• _Set task_
Copy out each line of the material below with no changes.

[Point annotation records]

——————————

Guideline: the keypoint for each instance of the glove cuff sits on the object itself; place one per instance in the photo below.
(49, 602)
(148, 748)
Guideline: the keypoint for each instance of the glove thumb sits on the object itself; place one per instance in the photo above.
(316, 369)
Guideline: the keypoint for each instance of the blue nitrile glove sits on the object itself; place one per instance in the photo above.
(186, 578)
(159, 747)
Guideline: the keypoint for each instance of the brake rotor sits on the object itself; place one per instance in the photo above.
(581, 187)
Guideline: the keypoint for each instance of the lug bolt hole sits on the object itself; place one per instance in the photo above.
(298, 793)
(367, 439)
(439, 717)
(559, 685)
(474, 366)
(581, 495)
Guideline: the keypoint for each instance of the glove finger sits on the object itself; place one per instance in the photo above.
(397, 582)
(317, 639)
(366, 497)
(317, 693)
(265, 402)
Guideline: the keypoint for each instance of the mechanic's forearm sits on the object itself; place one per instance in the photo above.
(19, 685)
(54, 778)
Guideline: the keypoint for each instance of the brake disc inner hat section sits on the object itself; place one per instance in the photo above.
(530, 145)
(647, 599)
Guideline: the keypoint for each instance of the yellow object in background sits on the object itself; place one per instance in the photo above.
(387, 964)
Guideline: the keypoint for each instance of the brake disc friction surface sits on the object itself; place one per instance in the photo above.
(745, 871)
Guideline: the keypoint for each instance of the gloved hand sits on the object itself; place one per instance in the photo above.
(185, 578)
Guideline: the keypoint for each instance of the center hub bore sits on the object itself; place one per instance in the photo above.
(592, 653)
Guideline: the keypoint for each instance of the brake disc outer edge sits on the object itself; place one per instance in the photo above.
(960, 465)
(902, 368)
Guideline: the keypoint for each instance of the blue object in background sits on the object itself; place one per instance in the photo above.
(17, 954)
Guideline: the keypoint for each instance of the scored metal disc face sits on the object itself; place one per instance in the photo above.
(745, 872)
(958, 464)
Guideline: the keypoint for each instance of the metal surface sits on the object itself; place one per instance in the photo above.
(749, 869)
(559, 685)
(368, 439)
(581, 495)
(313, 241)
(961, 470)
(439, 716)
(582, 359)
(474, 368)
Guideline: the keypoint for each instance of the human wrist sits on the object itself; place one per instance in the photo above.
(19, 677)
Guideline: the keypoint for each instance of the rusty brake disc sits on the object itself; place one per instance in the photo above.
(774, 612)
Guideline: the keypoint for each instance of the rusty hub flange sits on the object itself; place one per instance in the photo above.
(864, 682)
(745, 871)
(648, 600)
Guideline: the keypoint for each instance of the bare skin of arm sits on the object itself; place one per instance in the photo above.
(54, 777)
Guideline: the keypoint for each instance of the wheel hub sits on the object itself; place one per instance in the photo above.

——————————

• _Full response_
Guideline: the keypoint for each instance of the glove cuff sits on the object itself; place one per instance in the photo below.
(49, 602)
(148, 748)
Guideline: the keypoint for each instance of the glove thumb sits on the object itself; place one per instance in the photo above.
(316, 369)
Guideline: the keypoint for each instance of the blue nitrile glove sits on the object itself; place one per instance in the photo above.
(186, 578)
(159, 747)
Guideline: the keypoint for each instance of the brake rotor sits on the object itself; place one per instance in the photo above.
(581, 187)
Guideline: the keypoint for each instance of the lug bolt hole sits on the object itself; place one per instance in the photo above.
(298, 793)
(367, 439)
(439, 717)
(559, 685)
(474, 366)
(581, 495)
Guideline: the keypoint for each instance of the glove finger sits on the object itself; place one per instance in the photo above.
(397, 582)
(317, 639)
(366, 497)
(317, 693)
(265, 402)
Guideline: the keypoint for each instance of the mechanic's forearm sits on the object itself; place one per instance in the photo above.
(19, 685)
(54, 778)
Guideline: the keypoint for each instance of the brake disc inner hat section sits on the object itself; place one per instance in the photo above.
(530, 145)
(647, 599)
Guideline: the keypoint for each instance of the yellow object in background sits on the object itself; place one per instance in the photo above.
(387, 964)
Guideline: the keypoint for each instance of the brake disc friction surface sits on the object itself; place one per instance in the photo above.
(745, 871)
Guideline: the keypoint for each instance of the gloved hand sits on the object itself; place one per instance in the photo above.
(185, 578)
Guideline: the keypoint for each instance of the center hub bore sits on the object itself; place one per instance in the photo above.
(592, 653)
Guideline: the keypoint for each instance of the brake disc outer edge sits on the object itself; place one per instance in the photo above.
(960, 465)
(902, 368)
Guideline: the keypoint for each instance of the blue object in background sits on the object itself; place one per instance in the photo above.
(17, 954)
Guideline: the keypoint for each instance of the scored metal disc face sits on the object itself; place one per instance in the photo above.
(745, 872)
(958, 464)
Guideline: the keypoint for each instance of the metal surface sits on the object itself; place one per instance in the photo above.
(749, 869)
(559, 685)
(368, 439)
(581, 495)
(313, 241)
(961, 470)
(439, 716)
(582, 359)
(474, 368)
Guideline: the keypoint for each instance of the human wrist sits on the object itself; place one per instance in the photo above.
(19, 677)
Guideline: the keypoint for each instance of the rusty brake disc sits on the object itself; place one per instance in the photo above.
(774, 612)
Guideline: the keypoint for each instance of the rusty hub flange sits on the object itself; place one per instance in the photo above.
(864, 682)
(745, 871)
(648, 600)
Guideline: the keypoint for each instance of the bare skin of arm sits on the object itself; place one per instance in the photo above.
(54, 777)
Guideline: the keypoint for each instance of the wheel hub sits on the object itself; place one per instance in the photo above.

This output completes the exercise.